**EXERCISE:** Transcribe, without alteration, the part of the entries that opens with the line containing "Question. The picture above shows the white" and closes with the final line of the entries.

** start of GIVEN ENTRIES **

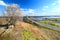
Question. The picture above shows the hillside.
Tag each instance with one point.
(26, 31)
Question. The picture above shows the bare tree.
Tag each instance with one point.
(13, 11)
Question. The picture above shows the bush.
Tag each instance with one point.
(27, 35)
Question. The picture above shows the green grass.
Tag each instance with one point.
(28, 35)
(6, 37)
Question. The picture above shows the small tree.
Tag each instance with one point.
(13, 12)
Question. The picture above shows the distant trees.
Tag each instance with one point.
(13, 11)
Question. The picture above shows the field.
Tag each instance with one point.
(29, 31)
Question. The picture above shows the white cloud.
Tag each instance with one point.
(28, 12)
(3, 3)
(45, 8)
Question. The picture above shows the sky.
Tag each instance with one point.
(34, 7)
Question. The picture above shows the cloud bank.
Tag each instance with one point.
(3, 3)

** end of GIVEN ENTRIES **

**SOLUTION FOR THIS TASK:**
Question. The picture above shows the white cloud.
Tag each instance with one point.
(28, 12)
(3, 3)
(45, 8)
Question. The picture above shows the sky.
Tag each instance with one point.
(34, 7)
Question. The picture above shows the cloud bank.
Tag each instance with one point.
(3, 3)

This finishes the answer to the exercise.